- Source records
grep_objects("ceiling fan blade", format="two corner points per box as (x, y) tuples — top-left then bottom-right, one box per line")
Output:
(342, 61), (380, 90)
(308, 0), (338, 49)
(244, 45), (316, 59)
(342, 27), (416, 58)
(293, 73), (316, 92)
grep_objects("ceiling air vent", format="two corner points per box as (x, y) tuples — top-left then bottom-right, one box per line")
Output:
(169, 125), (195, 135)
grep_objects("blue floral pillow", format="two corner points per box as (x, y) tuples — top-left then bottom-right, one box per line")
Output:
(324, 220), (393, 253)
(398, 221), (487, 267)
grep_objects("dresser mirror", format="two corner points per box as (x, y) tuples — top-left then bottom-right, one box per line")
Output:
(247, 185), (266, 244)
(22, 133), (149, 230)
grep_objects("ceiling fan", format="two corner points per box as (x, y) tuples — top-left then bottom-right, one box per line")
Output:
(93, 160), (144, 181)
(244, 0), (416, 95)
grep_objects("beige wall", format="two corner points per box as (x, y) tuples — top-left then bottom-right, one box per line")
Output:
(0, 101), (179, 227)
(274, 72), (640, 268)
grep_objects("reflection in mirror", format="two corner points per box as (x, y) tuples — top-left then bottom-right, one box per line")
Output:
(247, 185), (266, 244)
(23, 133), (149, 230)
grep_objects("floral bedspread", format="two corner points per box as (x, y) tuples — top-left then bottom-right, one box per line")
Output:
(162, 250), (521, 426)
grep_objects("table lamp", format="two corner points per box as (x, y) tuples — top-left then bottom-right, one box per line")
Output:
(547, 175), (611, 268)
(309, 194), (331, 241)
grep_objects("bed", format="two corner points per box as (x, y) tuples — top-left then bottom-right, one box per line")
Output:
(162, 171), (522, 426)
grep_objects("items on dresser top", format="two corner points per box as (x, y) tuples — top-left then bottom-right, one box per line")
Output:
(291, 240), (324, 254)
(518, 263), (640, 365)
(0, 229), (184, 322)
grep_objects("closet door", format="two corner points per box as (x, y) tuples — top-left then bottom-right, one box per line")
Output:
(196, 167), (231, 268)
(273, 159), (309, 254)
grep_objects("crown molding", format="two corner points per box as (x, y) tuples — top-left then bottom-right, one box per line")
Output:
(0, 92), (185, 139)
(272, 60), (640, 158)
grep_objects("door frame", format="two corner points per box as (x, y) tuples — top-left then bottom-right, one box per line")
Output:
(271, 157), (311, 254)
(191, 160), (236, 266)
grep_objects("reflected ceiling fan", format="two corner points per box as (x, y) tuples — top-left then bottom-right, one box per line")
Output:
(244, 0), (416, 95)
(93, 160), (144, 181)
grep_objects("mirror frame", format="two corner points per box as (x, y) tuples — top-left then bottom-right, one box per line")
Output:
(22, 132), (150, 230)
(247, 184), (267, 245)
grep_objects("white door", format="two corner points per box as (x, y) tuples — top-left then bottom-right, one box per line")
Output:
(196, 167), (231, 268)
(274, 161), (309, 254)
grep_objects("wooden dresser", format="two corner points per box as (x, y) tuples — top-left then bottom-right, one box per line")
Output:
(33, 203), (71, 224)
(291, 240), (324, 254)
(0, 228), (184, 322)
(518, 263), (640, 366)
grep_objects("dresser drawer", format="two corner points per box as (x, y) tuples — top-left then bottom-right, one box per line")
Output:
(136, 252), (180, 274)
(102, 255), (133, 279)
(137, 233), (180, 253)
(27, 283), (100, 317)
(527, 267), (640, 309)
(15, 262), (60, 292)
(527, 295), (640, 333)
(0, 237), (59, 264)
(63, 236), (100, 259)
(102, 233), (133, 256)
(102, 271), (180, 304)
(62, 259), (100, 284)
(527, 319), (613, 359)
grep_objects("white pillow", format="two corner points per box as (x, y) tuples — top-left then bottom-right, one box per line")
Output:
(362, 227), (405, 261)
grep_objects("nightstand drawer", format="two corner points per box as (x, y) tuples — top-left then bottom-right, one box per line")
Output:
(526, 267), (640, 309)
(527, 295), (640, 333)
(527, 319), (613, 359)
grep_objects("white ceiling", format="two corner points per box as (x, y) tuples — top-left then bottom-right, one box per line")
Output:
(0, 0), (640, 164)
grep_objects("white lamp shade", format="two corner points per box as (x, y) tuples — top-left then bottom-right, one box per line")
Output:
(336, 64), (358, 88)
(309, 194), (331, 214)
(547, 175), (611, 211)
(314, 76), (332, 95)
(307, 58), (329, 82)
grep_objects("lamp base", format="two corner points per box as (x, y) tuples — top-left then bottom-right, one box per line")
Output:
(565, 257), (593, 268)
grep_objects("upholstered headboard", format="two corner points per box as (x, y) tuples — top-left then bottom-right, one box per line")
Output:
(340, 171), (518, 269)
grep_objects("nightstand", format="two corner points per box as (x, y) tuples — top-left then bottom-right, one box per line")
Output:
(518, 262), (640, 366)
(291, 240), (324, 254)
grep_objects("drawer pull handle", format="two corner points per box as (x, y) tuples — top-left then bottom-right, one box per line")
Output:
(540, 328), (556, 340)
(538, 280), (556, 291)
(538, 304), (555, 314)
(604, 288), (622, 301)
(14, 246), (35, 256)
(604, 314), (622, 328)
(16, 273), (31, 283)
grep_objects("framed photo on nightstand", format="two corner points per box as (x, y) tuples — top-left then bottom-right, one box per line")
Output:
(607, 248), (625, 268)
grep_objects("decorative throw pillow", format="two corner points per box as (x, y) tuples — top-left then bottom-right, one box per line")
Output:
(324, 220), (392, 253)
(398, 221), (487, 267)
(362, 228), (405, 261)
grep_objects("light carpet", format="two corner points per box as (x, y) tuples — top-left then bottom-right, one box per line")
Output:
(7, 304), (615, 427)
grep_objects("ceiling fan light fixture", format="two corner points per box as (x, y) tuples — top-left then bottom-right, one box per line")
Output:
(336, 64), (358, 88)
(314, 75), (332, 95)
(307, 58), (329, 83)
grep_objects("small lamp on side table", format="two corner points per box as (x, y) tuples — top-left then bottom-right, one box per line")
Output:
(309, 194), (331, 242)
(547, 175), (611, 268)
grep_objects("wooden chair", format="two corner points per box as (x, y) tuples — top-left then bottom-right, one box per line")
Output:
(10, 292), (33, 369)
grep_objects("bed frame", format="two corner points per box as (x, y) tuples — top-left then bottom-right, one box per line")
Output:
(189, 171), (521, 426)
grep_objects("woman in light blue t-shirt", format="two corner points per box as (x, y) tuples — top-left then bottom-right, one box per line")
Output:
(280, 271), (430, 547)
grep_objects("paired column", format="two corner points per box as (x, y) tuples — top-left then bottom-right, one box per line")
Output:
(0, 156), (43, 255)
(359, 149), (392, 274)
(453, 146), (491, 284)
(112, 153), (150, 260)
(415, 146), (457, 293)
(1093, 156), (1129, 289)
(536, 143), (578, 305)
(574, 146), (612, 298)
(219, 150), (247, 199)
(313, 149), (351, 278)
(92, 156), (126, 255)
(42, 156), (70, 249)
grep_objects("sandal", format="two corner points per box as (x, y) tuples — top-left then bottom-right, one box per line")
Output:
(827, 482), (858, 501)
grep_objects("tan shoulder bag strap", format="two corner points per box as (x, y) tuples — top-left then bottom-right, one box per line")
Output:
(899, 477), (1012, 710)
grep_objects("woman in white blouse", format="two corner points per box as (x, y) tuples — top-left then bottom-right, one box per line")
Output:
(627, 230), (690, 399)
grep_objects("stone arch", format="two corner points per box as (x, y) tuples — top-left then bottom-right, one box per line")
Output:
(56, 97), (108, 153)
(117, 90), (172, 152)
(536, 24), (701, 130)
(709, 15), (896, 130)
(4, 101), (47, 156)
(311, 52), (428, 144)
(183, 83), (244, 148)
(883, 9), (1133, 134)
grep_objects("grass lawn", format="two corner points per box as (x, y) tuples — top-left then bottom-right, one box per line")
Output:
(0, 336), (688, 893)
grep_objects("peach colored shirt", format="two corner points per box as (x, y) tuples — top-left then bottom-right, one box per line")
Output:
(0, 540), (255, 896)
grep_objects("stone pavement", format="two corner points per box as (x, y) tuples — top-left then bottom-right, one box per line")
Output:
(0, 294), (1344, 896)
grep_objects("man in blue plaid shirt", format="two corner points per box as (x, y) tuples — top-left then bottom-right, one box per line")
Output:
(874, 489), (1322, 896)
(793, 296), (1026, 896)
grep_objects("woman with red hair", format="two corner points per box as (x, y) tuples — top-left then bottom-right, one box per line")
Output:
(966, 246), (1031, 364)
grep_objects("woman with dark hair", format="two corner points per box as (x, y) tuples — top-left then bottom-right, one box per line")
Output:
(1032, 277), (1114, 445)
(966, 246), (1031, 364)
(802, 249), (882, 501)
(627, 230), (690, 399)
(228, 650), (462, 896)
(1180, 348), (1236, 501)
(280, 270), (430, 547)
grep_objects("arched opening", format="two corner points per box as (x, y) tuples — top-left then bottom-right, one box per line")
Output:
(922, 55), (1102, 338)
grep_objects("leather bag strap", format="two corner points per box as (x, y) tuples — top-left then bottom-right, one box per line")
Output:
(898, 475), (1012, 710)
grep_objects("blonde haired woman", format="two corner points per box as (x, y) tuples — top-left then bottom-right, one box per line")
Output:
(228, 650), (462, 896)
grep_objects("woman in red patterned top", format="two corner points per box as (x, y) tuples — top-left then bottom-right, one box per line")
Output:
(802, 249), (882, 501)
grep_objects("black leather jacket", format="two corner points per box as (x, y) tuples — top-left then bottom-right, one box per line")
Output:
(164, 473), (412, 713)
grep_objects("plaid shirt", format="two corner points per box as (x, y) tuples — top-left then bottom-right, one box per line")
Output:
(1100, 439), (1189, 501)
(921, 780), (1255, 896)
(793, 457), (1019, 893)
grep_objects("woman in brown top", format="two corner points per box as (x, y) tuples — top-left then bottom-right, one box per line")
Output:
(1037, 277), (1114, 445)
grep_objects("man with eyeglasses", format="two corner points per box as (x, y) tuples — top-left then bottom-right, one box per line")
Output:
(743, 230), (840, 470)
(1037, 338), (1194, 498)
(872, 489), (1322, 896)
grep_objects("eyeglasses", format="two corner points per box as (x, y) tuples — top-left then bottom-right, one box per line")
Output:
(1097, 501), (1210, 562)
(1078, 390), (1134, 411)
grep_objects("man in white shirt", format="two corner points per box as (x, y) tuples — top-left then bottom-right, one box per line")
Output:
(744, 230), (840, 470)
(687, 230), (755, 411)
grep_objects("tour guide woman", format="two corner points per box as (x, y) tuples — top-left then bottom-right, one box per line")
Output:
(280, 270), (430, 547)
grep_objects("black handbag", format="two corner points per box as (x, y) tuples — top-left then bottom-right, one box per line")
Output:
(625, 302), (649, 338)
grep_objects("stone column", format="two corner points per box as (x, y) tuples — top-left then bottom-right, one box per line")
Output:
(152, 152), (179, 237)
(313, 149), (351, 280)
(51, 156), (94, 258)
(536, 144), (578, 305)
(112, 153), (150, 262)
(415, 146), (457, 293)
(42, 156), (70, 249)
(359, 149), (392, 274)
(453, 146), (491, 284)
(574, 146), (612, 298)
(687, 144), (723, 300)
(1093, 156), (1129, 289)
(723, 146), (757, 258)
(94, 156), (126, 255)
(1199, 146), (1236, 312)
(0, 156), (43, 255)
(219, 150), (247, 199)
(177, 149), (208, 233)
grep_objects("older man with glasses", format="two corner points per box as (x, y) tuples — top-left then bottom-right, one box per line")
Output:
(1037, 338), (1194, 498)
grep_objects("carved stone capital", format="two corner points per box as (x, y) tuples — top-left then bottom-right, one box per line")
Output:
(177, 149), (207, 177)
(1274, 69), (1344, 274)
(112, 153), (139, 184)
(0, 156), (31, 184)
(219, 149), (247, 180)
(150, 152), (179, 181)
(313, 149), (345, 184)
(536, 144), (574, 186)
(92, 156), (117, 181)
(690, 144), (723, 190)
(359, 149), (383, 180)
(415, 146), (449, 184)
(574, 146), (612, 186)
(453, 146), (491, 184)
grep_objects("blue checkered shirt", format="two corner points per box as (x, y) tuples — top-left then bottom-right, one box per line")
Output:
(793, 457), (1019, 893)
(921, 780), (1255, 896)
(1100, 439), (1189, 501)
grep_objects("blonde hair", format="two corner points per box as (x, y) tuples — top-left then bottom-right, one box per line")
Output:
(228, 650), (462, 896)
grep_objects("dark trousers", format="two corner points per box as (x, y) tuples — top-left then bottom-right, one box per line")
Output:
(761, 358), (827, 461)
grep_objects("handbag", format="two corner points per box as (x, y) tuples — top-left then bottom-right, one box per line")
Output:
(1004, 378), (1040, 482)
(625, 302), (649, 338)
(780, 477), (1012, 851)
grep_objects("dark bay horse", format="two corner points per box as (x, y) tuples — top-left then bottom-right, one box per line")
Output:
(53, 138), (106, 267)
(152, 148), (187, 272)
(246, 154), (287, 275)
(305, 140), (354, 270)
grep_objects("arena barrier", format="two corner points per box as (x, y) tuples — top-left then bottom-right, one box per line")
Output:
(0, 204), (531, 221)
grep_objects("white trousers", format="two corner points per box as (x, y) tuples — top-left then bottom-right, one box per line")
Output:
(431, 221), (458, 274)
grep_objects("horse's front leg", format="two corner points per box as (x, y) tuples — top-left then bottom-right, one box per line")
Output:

- Stated goal
Report each line of the data above that contains the string "black", copying every such line in full.

- Answer
grep_objects("black leather jacket", format="two corner points per box as (x, y) tuples — top-left then bottom-right, one box per line")
grep_objects("black handbag", format="two corner points per box as (x, y) tuples — top-left then bottom-right, one box per line")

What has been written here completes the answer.